Hamburg. Vor dem G-20-Sonderausschuss bleibt der Vizekanzler und Ex-Bürgermeister bei seinen Sichtweisen

    Es war ein wenig wie früher: Olaf Scholz betrat den Großen Festsaal im Rathaus von der Senatsseite aus, begrüßte alle Abgeordneten und Behördenvertreter gut gelaunt per Handschlag und stellte sich gemeinsam mit dem Innensenator den Fotografen. So oder so ähnlich hatte er das dutzendfach gemacht in seinen sieben Jahren als Bürgermeister.

    Doch dieses Mal kam Scholz nicht als Senatschef, sondern erstmals als Bundesfinanzminister und Vizekanzler ins Rathaus. Bis ins neue Amt in Berlin hinein verfolgen den SPD-Politiker die Ereignisse beim G-20-Gipfel vor einem Jahr in Hamburg. Und so musste er sich am Donnerstagabend zum zweiten Mal den Fragen des G-20-Sonderausschusses der Bürgerschaft stellen.

*SCHRIFTLICHE AUFGABE A*:
Gib an, in wie vielen Zeilen das Wort „distant“ vorkommt, und nenne nur die Zahl.
Der Artikel und die Zeilen stammen aus unterschiedlichen Quellen.

*Zeilen zur Punktplatzierung*:
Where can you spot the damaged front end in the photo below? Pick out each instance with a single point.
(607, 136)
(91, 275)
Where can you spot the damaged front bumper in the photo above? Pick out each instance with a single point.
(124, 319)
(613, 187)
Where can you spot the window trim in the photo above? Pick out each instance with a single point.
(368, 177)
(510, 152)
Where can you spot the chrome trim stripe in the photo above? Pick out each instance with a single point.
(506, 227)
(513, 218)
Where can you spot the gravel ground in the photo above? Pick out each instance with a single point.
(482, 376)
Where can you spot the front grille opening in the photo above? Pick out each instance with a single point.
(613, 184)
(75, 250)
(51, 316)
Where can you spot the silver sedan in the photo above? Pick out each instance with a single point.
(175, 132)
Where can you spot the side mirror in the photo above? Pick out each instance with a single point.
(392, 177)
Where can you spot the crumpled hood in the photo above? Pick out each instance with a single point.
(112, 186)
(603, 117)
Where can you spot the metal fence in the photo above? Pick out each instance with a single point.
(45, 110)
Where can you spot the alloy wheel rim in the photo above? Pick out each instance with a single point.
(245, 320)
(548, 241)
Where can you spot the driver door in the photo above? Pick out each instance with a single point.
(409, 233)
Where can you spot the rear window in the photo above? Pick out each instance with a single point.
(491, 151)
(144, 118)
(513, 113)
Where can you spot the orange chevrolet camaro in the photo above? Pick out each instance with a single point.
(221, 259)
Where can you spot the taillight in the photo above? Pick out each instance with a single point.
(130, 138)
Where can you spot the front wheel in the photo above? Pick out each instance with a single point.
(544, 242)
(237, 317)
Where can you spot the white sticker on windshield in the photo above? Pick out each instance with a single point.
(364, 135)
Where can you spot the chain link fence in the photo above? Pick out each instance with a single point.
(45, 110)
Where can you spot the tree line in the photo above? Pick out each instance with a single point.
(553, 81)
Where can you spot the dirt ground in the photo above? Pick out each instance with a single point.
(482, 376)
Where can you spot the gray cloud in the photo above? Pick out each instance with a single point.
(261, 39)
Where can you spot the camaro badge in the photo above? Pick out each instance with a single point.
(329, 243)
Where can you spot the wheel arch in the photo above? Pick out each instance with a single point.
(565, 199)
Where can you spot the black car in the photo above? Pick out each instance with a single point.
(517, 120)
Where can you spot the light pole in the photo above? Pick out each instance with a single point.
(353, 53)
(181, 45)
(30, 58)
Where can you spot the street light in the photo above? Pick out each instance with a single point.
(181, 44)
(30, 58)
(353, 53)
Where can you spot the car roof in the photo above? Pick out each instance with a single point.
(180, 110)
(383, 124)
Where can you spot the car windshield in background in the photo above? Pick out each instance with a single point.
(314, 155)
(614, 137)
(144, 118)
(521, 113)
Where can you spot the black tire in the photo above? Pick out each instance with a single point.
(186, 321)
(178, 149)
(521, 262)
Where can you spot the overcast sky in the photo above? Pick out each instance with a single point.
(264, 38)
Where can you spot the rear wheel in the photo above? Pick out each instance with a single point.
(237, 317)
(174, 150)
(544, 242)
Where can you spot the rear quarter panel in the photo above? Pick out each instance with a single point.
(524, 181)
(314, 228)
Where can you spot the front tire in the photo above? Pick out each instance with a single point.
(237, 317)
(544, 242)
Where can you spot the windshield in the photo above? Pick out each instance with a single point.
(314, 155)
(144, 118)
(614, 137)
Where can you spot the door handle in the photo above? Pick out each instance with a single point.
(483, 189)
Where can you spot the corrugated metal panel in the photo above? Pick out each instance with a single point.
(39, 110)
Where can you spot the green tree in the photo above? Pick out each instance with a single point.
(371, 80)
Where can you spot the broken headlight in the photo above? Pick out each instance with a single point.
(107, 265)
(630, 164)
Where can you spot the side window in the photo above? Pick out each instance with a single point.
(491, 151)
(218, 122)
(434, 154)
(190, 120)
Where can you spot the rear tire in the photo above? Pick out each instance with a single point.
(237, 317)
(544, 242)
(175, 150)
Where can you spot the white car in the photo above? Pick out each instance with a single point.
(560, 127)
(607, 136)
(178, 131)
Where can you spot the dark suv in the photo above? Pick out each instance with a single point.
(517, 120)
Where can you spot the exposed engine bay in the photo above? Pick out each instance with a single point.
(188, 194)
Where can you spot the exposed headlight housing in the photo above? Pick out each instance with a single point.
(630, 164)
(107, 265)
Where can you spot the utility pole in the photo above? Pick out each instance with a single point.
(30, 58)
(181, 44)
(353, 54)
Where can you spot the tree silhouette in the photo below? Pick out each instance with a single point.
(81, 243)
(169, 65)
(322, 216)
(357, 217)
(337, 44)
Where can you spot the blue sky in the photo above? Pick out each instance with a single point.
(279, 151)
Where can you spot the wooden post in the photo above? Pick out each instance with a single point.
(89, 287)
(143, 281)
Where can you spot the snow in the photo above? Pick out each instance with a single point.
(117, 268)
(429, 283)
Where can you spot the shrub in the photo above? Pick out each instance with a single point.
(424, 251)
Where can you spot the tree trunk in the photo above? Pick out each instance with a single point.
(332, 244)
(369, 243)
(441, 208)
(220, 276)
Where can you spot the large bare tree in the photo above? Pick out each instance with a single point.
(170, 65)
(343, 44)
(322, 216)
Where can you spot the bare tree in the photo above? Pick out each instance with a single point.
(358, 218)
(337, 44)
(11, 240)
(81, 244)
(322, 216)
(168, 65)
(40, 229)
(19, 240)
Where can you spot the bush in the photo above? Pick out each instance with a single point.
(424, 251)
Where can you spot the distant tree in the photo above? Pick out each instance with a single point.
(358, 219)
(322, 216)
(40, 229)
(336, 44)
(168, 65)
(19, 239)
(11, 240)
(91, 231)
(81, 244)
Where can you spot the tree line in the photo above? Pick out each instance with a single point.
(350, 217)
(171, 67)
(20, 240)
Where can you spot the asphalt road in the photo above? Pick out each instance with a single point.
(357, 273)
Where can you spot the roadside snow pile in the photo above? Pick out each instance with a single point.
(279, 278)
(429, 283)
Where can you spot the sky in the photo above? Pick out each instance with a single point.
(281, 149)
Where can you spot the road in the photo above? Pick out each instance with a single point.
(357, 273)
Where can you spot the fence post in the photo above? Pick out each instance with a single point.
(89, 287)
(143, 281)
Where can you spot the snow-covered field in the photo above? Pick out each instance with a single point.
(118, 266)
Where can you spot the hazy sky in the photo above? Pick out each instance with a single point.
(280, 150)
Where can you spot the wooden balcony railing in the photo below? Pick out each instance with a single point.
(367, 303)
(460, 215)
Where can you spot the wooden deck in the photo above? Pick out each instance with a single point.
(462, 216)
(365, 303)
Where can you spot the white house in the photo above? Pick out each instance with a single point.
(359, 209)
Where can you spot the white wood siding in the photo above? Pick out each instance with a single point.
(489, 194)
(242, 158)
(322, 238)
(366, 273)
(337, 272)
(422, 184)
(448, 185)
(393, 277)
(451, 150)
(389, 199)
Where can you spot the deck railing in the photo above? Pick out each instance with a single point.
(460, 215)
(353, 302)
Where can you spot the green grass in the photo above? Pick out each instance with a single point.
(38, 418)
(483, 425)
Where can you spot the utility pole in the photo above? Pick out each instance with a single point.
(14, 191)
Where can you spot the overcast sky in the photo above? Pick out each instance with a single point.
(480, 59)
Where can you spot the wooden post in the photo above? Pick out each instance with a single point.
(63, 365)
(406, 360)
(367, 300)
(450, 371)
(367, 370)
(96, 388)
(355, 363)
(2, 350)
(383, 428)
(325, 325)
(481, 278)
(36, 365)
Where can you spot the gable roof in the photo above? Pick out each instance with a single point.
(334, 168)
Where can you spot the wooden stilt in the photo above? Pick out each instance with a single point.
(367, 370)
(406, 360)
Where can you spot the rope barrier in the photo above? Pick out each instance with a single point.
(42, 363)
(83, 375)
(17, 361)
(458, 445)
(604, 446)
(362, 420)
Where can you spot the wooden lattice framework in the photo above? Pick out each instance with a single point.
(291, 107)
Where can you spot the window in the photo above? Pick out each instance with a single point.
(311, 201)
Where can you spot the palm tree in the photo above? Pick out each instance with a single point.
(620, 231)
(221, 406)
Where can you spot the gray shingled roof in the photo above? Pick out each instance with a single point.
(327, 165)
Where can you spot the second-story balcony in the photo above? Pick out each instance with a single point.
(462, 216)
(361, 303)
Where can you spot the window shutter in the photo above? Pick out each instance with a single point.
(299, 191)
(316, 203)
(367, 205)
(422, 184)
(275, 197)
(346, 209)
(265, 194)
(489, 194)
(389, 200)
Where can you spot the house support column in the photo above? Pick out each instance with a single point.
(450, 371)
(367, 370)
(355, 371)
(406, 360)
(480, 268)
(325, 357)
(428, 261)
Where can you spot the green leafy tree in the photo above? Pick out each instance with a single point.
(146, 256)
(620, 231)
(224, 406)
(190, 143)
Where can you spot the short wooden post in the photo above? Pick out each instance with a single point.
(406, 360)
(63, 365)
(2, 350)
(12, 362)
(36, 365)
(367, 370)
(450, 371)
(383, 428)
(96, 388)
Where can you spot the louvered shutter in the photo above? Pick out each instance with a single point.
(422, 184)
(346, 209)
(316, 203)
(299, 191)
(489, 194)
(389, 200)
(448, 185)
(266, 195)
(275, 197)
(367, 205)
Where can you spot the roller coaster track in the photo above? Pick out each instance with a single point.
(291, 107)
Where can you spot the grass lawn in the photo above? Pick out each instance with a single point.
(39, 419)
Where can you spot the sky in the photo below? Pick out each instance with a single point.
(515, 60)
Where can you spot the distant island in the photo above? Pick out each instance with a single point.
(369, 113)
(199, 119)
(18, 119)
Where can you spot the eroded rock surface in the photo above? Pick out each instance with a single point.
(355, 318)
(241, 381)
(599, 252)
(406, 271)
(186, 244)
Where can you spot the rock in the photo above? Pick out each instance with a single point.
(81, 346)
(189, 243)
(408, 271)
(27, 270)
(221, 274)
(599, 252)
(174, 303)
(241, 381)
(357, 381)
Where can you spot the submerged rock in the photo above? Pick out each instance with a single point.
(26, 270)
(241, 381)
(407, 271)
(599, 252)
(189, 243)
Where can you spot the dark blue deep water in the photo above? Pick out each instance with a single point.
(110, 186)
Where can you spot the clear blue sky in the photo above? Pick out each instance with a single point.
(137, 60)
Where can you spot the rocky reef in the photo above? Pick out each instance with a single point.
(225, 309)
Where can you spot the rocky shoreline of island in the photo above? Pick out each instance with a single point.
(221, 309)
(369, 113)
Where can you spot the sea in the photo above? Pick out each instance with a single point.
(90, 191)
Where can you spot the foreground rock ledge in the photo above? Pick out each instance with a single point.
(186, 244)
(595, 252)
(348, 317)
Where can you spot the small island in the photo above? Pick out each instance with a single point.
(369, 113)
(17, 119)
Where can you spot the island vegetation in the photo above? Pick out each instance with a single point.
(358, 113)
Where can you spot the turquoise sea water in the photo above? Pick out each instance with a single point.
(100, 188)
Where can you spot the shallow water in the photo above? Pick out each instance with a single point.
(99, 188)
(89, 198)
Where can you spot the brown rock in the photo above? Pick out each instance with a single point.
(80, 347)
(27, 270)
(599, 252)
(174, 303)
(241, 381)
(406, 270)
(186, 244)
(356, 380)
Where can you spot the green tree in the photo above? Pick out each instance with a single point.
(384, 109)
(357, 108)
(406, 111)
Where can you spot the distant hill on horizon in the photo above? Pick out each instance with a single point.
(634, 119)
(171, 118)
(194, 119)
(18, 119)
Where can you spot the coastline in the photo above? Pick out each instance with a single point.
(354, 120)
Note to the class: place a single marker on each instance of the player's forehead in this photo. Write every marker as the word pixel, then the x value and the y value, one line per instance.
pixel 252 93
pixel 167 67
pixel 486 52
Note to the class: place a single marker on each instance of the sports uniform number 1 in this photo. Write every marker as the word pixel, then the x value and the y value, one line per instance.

*SCHRIFTLICHE AUFGABE B*:
In welchen Ämtern kam Olaf Scholz laut dem Artikel diesmal ins Rathaus?

*LÖSUNG A*:
3

*LÖSUNG B*:
Als Bundesfinanzminister und Vizekanzler.